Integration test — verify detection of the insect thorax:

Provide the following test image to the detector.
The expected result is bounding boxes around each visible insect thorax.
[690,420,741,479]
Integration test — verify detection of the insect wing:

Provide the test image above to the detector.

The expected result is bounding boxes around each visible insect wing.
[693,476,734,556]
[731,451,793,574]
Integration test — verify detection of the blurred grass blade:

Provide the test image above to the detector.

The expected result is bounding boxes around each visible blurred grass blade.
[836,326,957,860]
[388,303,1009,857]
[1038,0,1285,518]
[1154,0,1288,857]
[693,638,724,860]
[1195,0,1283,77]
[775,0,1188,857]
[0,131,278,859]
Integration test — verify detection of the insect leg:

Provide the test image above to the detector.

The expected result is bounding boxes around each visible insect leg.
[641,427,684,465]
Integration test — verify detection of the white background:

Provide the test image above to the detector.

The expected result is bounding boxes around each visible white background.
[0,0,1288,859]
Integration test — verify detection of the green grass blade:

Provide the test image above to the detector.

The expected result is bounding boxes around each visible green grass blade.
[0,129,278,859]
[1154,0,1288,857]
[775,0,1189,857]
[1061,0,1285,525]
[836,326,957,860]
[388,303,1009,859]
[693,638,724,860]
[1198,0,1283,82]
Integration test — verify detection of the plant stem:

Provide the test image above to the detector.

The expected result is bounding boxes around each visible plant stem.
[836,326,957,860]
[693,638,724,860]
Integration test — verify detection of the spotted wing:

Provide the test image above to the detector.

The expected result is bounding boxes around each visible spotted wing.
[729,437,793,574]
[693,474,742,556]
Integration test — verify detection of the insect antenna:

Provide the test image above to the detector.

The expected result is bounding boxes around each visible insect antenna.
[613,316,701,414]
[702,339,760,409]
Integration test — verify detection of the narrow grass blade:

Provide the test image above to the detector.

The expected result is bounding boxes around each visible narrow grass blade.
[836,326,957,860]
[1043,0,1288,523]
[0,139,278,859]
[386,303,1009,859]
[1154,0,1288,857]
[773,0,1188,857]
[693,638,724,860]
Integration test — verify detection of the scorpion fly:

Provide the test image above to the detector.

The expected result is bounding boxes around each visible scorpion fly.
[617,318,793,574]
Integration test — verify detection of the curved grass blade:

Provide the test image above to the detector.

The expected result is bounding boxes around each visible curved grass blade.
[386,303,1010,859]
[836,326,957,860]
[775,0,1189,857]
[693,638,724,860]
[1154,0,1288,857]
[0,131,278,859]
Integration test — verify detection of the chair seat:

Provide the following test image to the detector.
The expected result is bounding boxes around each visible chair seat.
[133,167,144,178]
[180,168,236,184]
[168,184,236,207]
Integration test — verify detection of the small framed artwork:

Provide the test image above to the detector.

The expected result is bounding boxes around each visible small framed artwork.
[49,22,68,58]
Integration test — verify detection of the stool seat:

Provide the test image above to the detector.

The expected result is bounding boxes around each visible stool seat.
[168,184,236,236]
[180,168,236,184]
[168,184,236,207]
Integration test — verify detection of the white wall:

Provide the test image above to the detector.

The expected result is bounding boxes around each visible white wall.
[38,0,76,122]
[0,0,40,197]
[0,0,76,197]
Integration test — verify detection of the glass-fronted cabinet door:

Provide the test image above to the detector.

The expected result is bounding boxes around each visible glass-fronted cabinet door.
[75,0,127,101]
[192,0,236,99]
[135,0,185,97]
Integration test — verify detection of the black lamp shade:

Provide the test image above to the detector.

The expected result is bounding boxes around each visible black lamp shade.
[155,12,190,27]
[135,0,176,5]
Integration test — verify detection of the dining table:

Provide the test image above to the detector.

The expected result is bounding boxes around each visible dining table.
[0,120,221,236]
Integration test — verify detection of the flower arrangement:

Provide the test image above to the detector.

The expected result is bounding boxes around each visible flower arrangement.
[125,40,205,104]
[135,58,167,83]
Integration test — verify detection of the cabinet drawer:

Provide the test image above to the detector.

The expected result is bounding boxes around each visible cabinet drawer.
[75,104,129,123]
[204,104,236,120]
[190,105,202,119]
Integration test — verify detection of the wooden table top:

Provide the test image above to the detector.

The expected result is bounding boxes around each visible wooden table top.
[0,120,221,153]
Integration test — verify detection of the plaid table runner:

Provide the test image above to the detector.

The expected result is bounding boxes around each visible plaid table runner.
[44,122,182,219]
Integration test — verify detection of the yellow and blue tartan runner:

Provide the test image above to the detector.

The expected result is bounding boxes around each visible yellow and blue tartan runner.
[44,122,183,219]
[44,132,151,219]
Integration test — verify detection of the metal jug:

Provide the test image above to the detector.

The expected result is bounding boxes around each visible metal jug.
————
**The exercise**
Reproduce the entire listing above line for line, with no changes.

**Response**
Integration test — verify detection of the insect thorax:

Provide the following test image to the detector.
The expected result is bounding boxes around each visible insect thorax.
[690,420,741,479]
Integration test — verify detection of the insect wing:

Provide the test image above to the detector.

The expected result is bounding boxes around each visible insect wing.
[693,476,734,556]
[731,451,793,574]
Integration test — verify detection of the blurred grass blade:

Provide the test image above to the detector.

The expected result is bounding boxes around each visible blurred grass blade.
[836,326,957,860]
[388,303,1009,857]
[1038,0,1285,518]
[1154,0,1288,857]
[693,638,724,860]
[1195,0,1283,77]
[775,0,1188,857]
[0,131,278,859]
Integration test — verify detection of the insect leg:

Provide the test image above to the detector.

The expected result is bounding boxes around each visible insect leg.
[641,427,684,465]
Integration test — verify detection of the white background:

Provide the test image above to the detector.

The expected result is bounding boxes around each visible white background.
[0,0,1288,859]
Integration test — verify detection of the green grass blade:

Provide the test image above to the detector.

The expected result is bounding boxes around each visible green grass blade.
[0,129,278,859]
[1154,0,1288,857]
[775,0,1189,857]
[1061,0,1285,525]
[836,326,957,860]
[388,303,1009,859]
[693,638,724,860]
[1198,0,1283,82]
Integration test — verify detection of the plant stem:

Provide the test image above to the detector.

The expected result is bounding boxes around each visible plant stem.
[836,326,957,860]
[693,638,724,860]
Integration test — verify detection of the spotted wing:

Provide the test image above to the detector.

The expected result is bounding boxes around each visible spotted wing.
[729,437,793,574]
[693,474,742,556]
Integration test — verify detection of the insect antenna:

Provide the test image above to the detector.

The expected result is bounding boxes around each visible insect antenna.
[613,316,701,414]
[702,339,760,409]
Integration test — verify detection of the narrow grass blade:

Provide the test image above to the detector.

The expected result is bounding boxes around each visible narrow grass blade.
[836,326,957,860]
[1043,0,1288,523]
[0,139,278,859]
[386,303,1009,859]
[1154,0,1288,857]
[773,0,1188,857]
[693,638,724,860]
Integration test — verify detection of the scorpion fly:

Provide the test image above to the detector.

The expected result is bounding boxes around each visible scorpion fly.
[617,318,793,574]
Integration test — verify detection of the curved grass blade:

Provide the test image above to the detector.

The expected result is bounding boxes around each visible curved grass blade.
[386,303,1010,859]
[836,326,957,860]
[775,0,1189,857]
[693,638,724,860]
[1154,0,1288,857]
[0,131,278,859]
Integration test — verify detection of the chair seat:

Provide the following test image to the detector.
The expected result is bounding boxes around each visible chair seat.
[133,167,144,178]
[180,168,236,184]
[168,184,236,207]
Integration test — verify detection of the small framed artwork:

Provide the test image above to the detector.

The expected result is bounding boxes around each visible small framed artwork.
[49,22,68,58]
Integration test — verify detection of the stool seat:

Provide the test image above to the detector.

The expected result is bounding boxes around each visible stool seat.
[168,184,236,236]
[180,168,236,184]
[168,184,236,207]
Integration test — verify detection of the white wall:

Provide the test image above to the detector.

The expected result is bounding boxes around each visible white wall.
[38,0,76,122]
[0,0,40,197]
[0,0,76,197]
Integration test — verify detection of the glass-fronted cabinet door:

Provide the test image above to the detector.

The expected result is bounding boxes around each visible glass-fronted cabinet door.
[75,0,127,101]
[192,0,236,99]
[135,0,185,97]
Integration test — verify detection of the black lamp shade:

Provide the test image above to the detector.

The expected result is bounding boxes around each visible black lamp shade.
[155,12,190,27]
[135,0,176,5]
Integration test — verify detection of the dining table:

Provide the test image above to the detector.

The expected result is bounding boxes around each visible dining table.
[0,120,221,236]
Integration test — verify detection of the flower arrangement:

Provide the test image above to the detector.

The expected result is bounding boxes around each visible flower arrangement.
[125,40,205,104]
[135,58,167,83]
Integration test — verify detection of the cabinet drawer:

Provide the test image above to the detector.

The expected result is bounding boxes around each visible cabinet drawer.
[75,104,129,123]
[204,104,236,120]
[190,105,202,119]
Integration test — verify detection of the wooden table top:

Provide the test image above to the detector.

The expected result is bounding boxes around each visible wooden table top.
[0,120,221,153]
Integration test — verify detection of the plaid table runner:

Provide the test image above to the detector.

The expected result is bounding boxes around each visible plaid table runner.
[44,122,182,219]
Integration test — verify detection of the yellow and blue tartan runner:

Provide the test image above to the detector.

The expected result is bounding boxes around each visible yellow and blue tartan runner.
[44,122,183,219]
[44,132,151,219]
Integration test — verify detection of the metal jug:

Provide the test image above to the detector.

The expected result is bounding boxes around each visible metal jug.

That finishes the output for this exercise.